• **What is needed**
Output the data that follows exactly, line for line.

• **Items from a dataset**

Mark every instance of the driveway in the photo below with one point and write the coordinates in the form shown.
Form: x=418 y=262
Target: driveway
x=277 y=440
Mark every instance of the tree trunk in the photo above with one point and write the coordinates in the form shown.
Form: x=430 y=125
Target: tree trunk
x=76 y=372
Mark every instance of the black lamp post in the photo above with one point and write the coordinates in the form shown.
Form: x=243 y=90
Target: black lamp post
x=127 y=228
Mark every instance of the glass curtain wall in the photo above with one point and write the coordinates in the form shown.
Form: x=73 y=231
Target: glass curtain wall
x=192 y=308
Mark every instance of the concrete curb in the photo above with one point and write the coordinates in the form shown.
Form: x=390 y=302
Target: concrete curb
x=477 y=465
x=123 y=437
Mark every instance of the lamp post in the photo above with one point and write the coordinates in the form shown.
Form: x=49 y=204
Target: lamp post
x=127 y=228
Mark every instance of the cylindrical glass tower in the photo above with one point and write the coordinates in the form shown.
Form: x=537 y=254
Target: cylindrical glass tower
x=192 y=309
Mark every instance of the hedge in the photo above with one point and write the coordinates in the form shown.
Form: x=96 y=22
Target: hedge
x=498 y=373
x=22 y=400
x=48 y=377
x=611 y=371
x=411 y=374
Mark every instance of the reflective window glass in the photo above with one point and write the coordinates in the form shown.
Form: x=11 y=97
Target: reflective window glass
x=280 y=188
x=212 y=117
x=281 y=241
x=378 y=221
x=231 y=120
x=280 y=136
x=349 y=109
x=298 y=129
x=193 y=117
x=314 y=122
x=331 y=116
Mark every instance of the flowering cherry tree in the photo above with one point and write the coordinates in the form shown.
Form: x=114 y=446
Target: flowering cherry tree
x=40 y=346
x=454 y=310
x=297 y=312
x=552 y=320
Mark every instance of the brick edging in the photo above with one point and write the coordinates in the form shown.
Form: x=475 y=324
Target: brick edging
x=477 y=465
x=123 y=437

• **Solution to the problem**
Mark every instance of the driveway in the photo below with one point and write the coordinates in the form shown.
Form: x=418 y=262
Target: driveway
x=277 y=440
Mark every instance of the tree trunk in the photo above with one point and write the coordinates in the form shown.
Form: x=430 y=125
Target: tree trunk
x=76 y=372
Mark every instance of the black lamp post in the photo above with one point and write the coordinates in the form shown.
Form: x=243 y=90
Target: black lamp post
x=127 y=228
Mark every instance of the glass curtain wall in the photo above with one point and write the coordinates in the form shown.
Form: x=73 y=231
Target: glass curtain wall
x=192 y=308
Mark every instance of the concrete curb in the photo above with one point and write the coordinates in the form shown.
Form: x=390 y=302
Target: concrete curb
x=477 y=465
x=123 y=437
Mark every instance of the lamp post in the photo above with one point and write the coordinates in the form shown.
Form: x=49 y=204
Target: lamp post
x=127 y=228
Mark every instance of the cylindrical glass tower in the photo above with one point and write the coordinates in the form shown.
Form: x=537 y=254
Target: cylindrical glass tower
x=192 y=309
Mark every instance of the hedge in the photo above with one point and write the coordinates in the form shown.
Form: x=96 y=22
Target: hedge
x=498 y=373
x=22 y=400
x=48 y=377
x=611 y=371
x=411 y=374
Mark every instance of the reflective window glass in the photo above with one point and write the coordinates in the form shown.
Form: x=11 y=97
Target: reflective window glass
x=280 y=188
x=212 y=117
x=281 y=241
x=378 y=221
x=231 y=120
x=280 y=136
x=349 y=109
x=298 y=129
x=193 y=117
x=314 y=122
x=331 y=116
Mark every instance of the flowering cherry tree in the photo above with one point and write the coordinates in the form shown.
Form: x=114 y=446
Target: flowering cherry tree
x=40 y=346
x=454 y=310
x=297 y=312
x=552 y=320
Mark every instance of the brick edging in the photo above with one point and write the coordinates in the form shown.
Form: x=475 y=324
Target: brick edging
x=477 y=465
x=123 y=437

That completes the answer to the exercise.